#### TEXT PASSAGE

At the same time, software and services continued to hold steady at 88 percent of revenue, up five points year over year, and recurring revenue as a percentage of revenue sat at 63 percent for Q4 2020, also up 5 points year over year. Where Avaya is starting to see a real difference, however, is within its cloud annual recurring revenue metric, OneCloud ARR, which was up 400 percent year over year -- a figure that Chirico expects to double in 2021.

OneCloud ARR includes Avaya’s OneCloud subscription, Avaya Cloud Office, it’s Communications-Platform-as-a-Service (CPaaS), Device as a Service, and the company’s private cloud offering.

“Anywhere you look across those metrics, that’s far outpacing any of the cloud companies in the industry today,” Chirico said.

The reason why Avaya is winning in the cloud arena is because of its recent investments around systems, tools, and processes to “cloudify” the company, as well as driving a new mindset internally -- and also with its partners -- away from perpetual licenses and a capex model to one in favor of opex investments and bundled offerings that customers can consume on-demand, Chirico said. “We’ve really tried to tackle [this transformation] on multiple dimensions,” he said.

Durham, N.C.-based Avaya during the fourth-quarter added over 1,500 new business customers and saw growth in the large enterprise space as some companies -- especially overseas -- began safely returning to their offices. In fact, 135 of Avaya’s deals were more than $1 million in value, 17 were more than $5 million, and 4 were over $10 million.

########

• TASKS FOR THIS EXERCISE:
a - Reproduce the part of the Avaya passage between "OneCloud ARR includes" and "private cloud offering.", inclusive.
b - Take the Avaya passage further, picking up after its final sentence.

#### DATA EXTRACTS

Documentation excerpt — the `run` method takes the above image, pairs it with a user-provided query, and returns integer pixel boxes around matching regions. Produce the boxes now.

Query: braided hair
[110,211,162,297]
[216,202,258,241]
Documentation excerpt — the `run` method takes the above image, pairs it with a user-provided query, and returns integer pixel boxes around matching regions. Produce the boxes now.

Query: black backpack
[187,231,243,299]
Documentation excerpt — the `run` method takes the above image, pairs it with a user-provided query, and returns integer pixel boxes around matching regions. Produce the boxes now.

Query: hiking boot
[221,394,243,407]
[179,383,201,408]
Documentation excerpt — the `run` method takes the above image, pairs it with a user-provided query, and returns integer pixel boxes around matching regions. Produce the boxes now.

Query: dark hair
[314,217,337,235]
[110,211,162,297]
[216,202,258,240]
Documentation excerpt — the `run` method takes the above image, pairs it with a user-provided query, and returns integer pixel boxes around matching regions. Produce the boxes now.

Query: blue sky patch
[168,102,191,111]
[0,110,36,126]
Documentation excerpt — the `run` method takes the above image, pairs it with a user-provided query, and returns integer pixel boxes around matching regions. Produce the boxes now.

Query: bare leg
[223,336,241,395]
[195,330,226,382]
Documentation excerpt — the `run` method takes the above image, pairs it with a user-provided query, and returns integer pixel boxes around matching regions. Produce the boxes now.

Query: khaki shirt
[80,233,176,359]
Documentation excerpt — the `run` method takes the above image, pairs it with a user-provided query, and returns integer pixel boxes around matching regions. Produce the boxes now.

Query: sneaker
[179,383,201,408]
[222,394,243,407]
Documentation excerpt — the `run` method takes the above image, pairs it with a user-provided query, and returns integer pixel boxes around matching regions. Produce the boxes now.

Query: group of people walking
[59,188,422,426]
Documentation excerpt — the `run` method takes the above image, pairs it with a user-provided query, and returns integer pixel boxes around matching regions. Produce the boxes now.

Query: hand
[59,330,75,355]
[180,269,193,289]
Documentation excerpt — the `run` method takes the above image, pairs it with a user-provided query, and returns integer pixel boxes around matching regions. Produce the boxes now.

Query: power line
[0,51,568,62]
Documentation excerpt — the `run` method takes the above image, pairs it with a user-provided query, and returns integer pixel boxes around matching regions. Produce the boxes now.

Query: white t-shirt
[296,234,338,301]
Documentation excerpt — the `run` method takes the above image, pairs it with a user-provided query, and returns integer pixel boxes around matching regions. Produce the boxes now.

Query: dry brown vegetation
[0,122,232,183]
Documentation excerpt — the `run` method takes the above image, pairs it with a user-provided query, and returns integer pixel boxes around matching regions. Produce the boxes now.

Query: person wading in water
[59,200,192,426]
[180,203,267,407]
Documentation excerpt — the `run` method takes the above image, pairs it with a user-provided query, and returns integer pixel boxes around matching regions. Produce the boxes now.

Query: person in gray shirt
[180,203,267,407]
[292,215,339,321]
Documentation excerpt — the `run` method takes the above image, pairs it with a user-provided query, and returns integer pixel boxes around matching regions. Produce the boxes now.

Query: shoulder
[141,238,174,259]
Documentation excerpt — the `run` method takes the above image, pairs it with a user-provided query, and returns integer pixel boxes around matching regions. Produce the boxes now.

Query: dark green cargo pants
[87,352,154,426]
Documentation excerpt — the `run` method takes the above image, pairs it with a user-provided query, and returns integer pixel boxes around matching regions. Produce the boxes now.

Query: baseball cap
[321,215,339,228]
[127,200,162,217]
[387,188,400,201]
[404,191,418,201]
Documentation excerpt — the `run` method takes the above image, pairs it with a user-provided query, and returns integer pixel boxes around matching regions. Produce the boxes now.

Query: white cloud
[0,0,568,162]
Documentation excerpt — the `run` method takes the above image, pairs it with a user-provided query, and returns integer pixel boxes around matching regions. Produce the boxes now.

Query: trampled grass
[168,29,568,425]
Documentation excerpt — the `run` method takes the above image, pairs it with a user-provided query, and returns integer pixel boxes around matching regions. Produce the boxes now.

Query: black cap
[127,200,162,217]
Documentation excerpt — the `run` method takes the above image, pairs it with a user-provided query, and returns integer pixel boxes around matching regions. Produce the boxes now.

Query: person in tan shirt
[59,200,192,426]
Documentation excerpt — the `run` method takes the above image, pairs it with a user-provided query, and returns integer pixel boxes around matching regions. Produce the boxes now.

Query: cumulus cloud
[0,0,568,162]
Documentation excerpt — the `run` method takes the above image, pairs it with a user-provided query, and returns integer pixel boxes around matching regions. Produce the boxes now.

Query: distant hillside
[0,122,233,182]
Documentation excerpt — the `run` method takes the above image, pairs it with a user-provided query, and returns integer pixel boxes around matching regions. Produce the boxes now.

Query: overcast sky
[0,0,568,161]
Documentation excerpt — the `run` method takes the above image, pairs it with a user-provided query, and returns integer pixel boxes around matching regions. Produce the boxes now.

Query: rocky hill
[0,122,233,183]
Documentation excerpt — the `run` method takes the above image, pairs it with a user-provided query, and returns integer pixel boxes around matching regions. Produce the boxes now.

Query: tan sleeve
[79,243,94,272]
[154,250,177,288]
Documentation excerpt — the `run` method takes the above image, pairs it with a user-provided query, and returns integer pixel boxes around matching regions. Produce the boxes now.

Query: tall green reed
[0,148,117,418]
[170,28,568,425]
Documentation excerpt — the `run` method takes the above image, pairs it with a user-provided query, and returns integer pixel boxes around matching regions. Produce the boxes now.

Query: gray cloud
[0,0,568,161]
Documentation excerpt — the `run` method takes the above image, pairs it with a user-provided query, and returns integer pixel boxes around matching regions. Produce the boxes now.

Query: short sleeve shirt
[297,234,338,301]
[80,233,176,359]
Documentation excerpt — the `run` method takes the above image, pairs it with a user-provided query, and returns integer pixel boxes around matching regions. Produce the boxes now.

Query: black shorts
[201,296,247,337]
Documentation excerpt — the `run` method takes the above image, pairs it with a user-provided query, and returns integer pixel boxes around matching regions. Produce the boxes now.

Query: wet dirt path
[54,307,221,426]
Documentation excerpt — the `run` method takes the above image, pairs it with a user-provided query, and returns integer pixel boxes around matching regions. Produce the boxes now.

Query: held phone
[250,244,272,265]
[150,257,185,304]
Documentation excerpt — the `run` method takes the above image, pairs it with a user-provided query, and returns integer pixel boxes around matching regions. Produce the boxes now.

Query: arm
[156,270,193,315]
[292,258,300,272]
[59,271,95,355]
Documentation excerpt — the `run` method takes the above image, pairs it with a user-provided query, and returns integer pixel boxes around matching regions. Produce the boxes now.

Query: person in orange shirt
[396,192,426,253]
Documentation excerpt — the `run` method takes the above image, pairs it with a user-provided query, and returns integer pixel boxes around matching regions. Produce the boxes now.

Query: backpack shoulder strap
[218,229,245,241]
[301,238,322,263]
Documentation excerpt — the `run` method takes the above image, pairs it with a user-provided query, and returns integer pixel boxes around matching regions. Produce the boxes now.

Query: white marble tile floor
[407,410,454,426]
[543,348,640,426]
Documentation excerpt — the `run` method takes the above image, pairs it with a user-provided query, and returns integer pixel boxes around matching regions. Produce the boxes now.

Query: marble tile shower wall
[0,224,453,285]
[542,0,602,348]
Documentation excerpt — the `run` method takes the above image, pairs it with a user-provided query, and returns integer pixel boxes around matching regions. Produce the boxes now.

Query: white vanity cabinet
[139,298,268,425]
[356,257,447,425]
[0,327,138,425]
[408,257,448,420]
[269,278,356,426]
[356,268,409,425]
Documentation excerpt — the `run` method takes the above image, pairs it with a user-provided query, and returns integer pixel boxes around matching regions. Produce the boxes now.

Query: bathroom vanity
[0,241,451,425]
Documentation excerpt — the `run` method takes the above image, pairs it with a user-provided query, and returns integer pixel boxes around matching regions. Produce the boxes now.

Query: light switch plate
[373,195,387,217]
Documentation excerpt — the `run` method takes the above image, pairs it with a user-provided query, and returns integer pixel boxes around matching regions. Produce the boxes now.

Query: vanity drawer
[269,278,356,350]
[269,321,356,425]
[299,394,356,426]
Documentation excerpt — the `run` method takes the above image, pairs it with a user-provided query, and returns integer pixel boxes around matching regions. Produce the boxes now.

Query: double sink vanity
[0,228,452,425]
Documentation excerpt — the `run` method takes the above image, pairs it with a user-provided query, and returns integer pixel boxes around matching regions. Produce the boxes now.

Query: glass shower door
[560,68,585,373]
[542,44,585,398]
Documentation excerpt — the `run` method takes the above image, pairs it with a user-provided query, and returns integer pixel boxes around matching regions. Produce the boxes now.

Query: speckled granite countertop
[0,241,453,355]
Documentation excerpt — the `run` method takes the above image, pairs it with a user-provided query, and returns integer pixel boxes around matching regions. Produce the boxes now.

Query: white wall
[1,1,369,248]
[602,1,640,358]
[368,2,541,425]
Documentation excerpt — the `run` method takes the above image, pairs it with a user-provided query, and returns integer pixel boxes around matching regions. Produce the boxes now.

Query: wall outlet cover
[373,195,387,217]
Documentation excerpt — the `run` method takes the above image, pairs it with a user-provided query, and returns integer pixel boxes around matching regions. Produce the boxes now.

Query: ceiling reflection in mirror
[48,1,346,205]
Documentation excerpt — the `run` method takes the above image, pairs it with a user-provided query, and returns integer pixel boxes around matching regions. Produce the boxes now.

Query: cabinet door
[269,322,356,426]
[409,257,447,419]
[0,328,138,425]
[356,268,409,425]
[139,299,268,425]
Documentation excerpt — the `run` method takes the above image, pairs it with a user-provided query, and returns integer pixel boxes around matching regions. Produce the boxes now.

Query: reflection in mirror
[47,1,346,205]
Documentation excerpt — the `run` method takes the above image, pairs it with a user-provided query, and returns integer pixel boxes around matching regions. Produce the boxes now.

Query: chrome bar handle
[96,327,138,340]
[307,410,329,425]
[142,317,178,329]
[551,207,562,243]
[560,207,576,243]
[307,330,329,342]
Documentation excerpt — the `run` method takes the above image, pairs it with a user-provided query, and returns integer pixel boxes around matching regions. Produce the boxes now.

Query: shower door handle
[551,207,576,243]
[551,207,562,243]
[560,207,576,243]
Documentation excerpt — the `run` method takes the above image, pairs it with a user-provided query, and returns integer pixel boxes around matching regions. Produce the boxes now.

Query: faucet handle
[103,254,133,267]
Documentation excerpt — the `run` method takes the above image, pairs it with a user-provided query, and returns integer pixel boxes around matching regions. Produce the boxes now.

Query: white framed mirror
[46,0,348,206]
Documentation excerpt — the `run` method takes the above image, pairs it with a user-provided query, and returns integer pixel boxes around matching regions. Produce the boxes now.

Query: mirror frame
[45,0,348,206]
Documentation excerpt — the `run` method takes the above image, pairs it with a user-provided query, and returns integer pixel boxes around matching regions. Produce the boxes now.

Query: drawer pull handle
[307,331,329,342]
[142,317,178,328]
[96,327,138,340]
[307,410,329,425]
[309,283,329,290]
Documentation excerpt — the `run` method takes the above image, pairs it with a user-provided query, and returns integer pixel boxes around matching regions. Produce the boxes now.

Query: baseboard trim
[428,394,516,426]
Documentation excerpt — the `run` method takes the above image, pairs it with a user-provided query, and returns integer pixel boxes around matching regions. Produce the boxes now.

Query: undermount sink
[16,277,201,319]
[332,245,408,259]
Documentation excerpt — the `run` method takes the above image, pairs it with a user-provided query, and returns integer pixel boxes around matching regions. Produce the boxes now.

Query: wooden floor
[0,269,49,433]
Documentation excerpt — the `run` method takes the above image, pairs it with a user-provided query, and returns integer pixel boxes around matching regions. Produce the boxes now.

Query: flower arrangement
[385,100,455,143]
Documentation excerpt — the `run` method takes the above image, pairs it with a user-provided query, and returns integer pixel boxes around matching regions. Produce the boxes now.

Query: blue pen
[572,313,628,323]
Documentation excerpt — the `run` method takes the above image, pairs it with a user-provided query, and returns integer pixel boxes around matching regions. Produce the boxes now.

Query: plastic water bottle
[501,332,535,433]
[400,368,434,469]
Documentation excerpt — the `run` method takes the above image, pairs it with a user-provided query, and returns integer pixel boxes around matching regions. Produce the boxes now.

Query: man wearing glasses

########

• EXERCISE RESULTS:
a -
OneCloud ARR includes Avaya’s OneCloud subscription, Avaya Cloud Office, it’s Communications-Platform-as-a-Service (CPaaS), Device as a Service, and the company’s private cloud offering.

b -
Avaya, unlike its competitors, is seeing growth in enterprise sales, Chirico said. The growth is being driven by enterprises realizing that UC and collaboration is not a one-time expense, but more a transformational investment that will boost productivity regardless of their employees’ physical locations, as well as customer experiences for industries like healthcare and education.

“We’re seeing our RFP business pick up significantly and companies continuing to invest. What they are looking for now is a company like Avaya … I think customers are looking to drive as many solutions as they can through one global provider who has the expertise and the services capabilities needed to support a [disbursed workforce],” Chirico said. “We actually are seeing ourselves winning more deals than not and winning against our competition, who might be more of a point-in-time solution.”

Avaya also saw a minor resurgence in hardware revenues compared to previous quarters as COVID-19 restrictions begin to lift in some countries and employees returned to their offices or adopted hybrid, work from home/from the office approaches. The growth in hardware, said Chirico, was entirely driven by channel partners.

The channel pulls in about 70-75 percent of Avaya’s total revenue today.

Hardware sales in Avaya’s Q3 2020 quarter, which ended in June, sank by about 30 percent -- a substantial drop-off. While still down in the current quarter, hardware revenues fell by 17 percent during the most recent fiscal quarter.

For Q4 2020, which ended on September 30, Avaya Holdings Corp.’s overall revenue on a non-GAAP basis climbed 4.1 percent year over year to $757 million from $726 million a year ago.